(Dataset rows)

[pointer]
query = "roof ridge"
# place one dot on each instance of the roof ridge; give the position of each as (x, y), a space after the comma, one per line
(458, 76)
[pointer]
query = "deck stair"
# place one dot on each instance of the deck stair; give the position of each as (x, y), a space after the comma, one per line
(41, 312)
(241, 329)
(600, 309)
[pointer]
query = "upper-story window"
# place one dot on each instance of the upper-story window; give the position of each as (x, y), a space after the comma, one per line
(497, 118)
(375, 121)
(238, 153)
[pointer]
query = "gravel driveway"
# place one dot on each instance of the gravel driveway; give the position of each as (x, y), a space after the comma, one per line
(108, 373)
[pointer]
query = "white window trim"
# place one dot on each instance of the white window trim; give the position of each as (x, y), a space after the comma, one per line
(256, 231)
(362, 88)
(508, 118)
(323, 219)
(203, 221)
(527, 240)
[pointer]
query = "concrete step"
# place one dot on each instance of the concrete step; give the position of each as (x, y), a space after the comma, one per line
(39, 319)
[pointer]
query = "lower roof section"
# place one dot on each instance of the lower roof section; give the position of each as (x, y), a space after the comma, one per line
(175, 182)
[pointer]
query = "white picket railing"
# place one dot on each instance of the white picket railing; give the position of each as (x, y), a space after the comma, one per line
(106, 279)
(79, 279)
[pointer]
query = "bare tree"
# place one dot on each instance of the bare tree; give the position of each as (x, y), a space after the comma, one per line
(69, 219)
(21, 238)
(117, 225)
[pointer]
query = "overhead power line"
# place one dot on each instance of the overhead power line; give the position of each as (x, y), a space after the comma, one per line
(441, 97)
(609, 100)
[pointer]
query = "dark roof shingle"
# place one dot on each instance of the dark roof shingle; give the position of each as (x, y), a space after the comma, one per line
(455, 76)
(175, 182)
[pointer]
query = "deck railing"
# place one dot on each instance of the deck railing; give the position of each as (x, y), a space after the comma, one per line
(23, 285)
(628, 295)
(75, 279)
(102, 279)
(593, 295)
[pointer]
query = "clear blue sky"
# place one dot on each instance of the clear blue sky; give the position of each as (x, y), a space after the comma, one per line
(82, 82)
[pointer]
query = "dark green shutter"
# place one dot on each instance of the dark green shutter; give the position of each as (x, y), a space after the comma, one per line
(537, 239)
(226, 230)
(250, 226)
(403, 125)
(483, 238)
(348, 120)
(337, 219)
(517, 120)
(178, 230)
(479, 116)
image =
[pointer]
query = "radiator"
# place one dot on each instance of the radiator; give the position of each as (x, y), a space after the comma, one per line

YOUR OBJECTIVE. Write out every entry verbatim.

TASK RESPONSE.
[pointer]
query = "roof ridge"
# place one dot on each instance of the roof ridge; give the position of each as (x, y), a space after the comma, one per line
(458, 76)
[pointer]
query = "deck stair"
# place one dot on each instance of the deck stair; give the position of each as (x, y), a space after the comma, one per line
(41, 312)
(241, 329)
(600, 309)
[pointer]
query = "upper-story window"
# place one dot on each instance of the upper-story window; give the position of each as (x, y), a space after the comma, one per line
(497, 118)
(375, 121)
(238, 153)
[pointer]
query = "gravel driveway"
# place one dot on each instance of the gravel driveway; give the position of each as (x, y), a space after the comma, one per line
(108, 373)
[pointer]
query = "white window trim"
# place one dot on each instance of the white window trim; give the position of each as (x, y), a space after the comma, one per line
(256, 231)
(362, 88)
(508, 118)
(323, 219)
(203, 221)
(527, 240)
[pointer]
query = "concrete step"
# place one dot on each instance of the concrete step; give the position of each as (x, y), a space after the comma, one per line
(39, 319)
[pointer]
query = "lower roof section"
# place one dot on each instance of the lower roof section; give the position of each as (x, y), a space after the comma, one per line
(175, 182)
[pointer]
query = "white picket railing"
# place one dot on each instance of the white picket railing; give the position of each as (x, y), a space after the comma, one per line
(106, 279)
(79, 279)
[pointer]
query = "bare tree"
# place one dot on each instance of the bare tree; give the position of each as (x, y), a space after the comma, one per line
(69, 219)
(21, 238)
(117, 225)
[pointer]
query = "overhead power line"
# place one dot on each instance of the overhead power line; give the position of each as (x, y), a space after the comma, one per line
(441, 97)
(609, 100)
[pointer]
query = "dark roof shingle"
# place one dot on each instance of the dark roof shingle; give the position of each as (x, y), a space after the comma, one per line
(455, 76)
(175, 182)
[pointer]
query = "deck railing"
# place one dot on each instance of the deck railing; give the position of each as (x, y), a space after the comma, one per line
(23, 285)
(628, 295)
(75, 279)
(102, 279)
(593, 295)
[pointer]
query = "clear blue sky"
# place one dot on each instance of the clear blue sky; give the position of each as (x, y), a space after the comma, one per line
(82, 82)
[pointer]
query = "dark green shutter"
# place one dot on each instance of the dark green shutter; give the position of each as (x, y), a space after the comma, one per line
(537, 239)
(226, 230)
(250, 226)
(403, 125)
(483, 238)
(348, 120)
(337, 219)
(517, 120)
(178, 230)
(479, 116)
image =
[pointer]
query = "radiator"
# place one dot on each instance of the radiator; give the position of each as (x, y), a space after the comma, one per line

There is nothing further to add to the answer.